EXCERPTED PASSAGE:
### Writing Text Files

So far we've seen how to open and close text files, using a context manager, and how to read data from these files.

Now let's see how we can also write to files, again with or without a context manager.

Remember the modes we have for writing files:
- 'w' : create file if it does not exist, or overwrite if it does
- 'a' : create file if it does not exist, append writes to end of file if it does

In [1]:
f = open('test.csv', 'w')

In [2]:
f.write('abc')

3

In [3]:
f.write('123456')

6

The return value is the number of characters written to the file.

In [4]:
f.close()

In [5]:
with open('test.csv', 'r') as f:
    print(f.readlines())

['abc123456']


As we can see, the consecutive writes did not create two lines in the text file, it just keeps writing what we tell it.

To create a newline, we'll have to specifically write a `\n` character:

In [6]:
with open('test.csv', 'w') as f:
    f.write('abc\n')
    f.write('123456\n')

In [7]:
with open('test.csv', 'r') as f:
    print(f.readlines())

['abc\n', '123456\n']


If we have a list of strings we want to write, we can use the `writelines` method too:

In [8]:
data = ['line 1', 'line 2', 'line 3']

In [9]:
with open('test.csv', 'w') as f:
    f.writelines(data)

In [10]:
with open('test.csv', 'r') as f:
    print(f.readlines())

['line 1line 2line 3']


As you can see, we still only have one line - so we need to provide the newline characters ourselves as well:

In [11]:
data_n = ['line 1', '\n', 'line 2', '\n', 'line 3', '\n']

In [12]:
with open('test.csv', 'w') as f:
    f.writelines(data_n)

In [13]:
with open('test.csv', 'r') as f:
    print(f.readlines())

['line 1\n', 'line 2\n', 'line 3\n']


We could also have used the original list of strings, and joined them:

In [14]:
with open('test.csv', 'w') as f:
    f.write('\n'.join(data))

In [15]:
with open('test.csv', 'r') as f:
    print(f.readlines())

['line 1\n', 'line 2\n', 'line 3']


Let's also take a look at what happens if the code in the context manager enounters an unhandled exception:

In [16]:
with open('test.csv', 'r') as f:
    raise ValueError('bogus')

ValueError: bogus

As you can see, we have an unhandled exception, but what happend to the file we opened?

TO DO:
1. Rewrite the file-writing tutorial starting with "Now let's see" and going on through "f.write('abc')", replacing "test.csv" with "output.txt" throughout that stretch.
2. Keep writing the file-writing tutorial from its final sentence onward.

SUPPLIED ENTRIES:
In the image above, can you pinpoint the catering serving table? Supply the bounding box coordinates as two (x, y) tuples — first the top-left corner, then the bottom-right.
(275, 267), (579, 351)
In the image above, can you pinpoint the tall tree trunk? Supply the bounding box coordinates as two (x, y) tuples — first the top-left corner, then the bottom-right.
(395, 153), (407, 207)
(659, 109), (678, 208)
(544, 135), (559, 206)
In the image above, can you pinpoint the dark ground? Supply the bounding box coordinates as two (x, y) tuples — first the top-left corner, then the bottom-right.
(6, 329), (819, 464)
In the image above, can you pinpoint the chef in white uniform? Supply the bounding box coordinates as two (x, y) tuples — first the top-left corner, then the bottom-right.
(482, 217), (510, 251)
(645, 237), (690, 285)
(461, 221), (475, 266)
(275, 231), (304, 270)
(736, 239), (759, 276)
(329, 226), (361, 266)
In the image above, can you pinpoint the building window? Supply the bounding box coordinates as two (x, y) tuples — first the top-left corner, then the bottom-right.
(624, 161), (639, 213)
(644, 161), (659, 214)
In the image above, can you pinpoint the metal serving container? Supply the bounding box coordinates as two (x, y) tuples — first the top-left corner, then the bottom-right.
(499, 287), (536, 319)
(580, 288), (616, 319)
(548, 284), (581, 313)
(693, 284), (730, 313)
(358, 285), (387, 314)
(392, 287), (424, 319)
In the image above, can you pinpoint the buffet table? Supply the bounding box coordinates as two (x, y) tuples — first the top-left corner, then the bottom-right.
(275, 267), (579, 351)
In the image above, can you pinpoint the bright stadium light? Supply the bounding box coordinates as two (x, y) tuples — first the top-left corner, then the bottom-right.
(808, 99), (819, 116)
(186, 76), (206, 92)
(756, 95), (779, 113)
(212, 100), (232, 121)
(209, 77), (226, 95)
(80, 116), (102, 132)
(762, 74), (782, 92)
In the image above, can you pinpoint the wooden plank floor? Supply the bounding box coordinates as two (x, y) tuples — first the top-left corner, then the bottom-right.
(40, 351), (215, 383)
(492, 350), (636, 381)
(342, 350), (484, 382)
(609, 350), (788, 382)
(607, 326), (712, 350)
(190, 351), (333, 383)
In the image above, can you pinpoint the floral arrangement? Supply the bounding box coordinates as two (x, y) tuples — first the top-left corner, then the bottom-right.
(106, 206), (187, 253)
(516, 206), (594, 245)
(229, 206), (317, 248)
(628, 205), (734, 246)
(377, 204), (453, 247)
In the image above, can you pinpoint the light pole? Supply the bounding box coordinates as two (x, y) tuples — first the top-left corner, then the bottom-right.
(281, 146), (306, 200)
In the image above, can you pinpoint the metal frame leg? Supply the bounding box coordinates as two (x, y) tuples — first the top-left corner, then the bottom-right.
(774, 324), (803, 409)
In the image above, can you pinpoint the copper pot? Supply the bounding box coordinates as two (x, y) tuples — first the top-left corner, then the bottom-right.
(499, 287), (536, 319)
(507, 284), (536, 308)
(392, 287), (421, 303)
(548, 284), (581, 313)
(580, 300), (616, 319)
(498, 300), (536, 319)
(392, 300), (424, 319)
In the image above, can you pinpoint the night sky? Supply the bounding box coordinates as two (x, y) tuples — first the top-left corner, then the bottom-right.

OUTPUTS BY TASK:
1.
Now let's see how we can also write to files, again with or without a context manager.

Remember the modes we have for writing files:
- 'w' : create file if it does not exist, or overwrite if it does
- 'a' : create file if it does not exist, append writes to end of file if it does

In [1]:
f = open('output.txt', 'w')

In [2]:
f.write('abc')

2.
In [17]:
f.closed

True

The context manager closed the file for us. That's what's nice about a context manager, it cleans up after it exits, even if the exit was caused by an unhandled exception.

Let's look at the `a` mode for writing files.

We know we already have a file called `test.csv`:

In [18]:
with open('test.csv') as f:  # default mode is r
    for line in f:
        print(line.strip())

line 1
line 2
line 3


Now let's append some data to that file:

In [19]:
with open('test.csv', 'a') as f:
    f.write('line4\n')
    f.write('line5\n')

In [20]:
with open('test.csv') as f:
    for line in f:
        print(line.strip())

line 1
line 2
line 3line4
line5


Ah, our original file did not end with a newline, so the append just continued writing to the same line.

This is one reason why we usually include the `\n` character, even for the last line in our text file.

What happens if we try to append to a non-existent file:

In [21]:
 with open('does_not_exist.txt', 'a') as f:
        f.write('Line 1')

In [22]:
with open('does_not_exist.txt') as f:
    print(f.readlines())

['Line 1']


As you can see, the file is create automatically for us.

Let's work on a practical example.

Recall the file `DEXUSEU.csv` we used previously. This same file is available course downloads - pleased make sure you save this file in the same directory as your Jupyter notebook (if not, you'll have to adjust the path when you specify the file to open).

Let's recall what that file looks like:

In [23]:
source_file = 'DEXUSEU.csv'
with open(source_file) as f:
    for _ in range(5):
        print(next(f).strip())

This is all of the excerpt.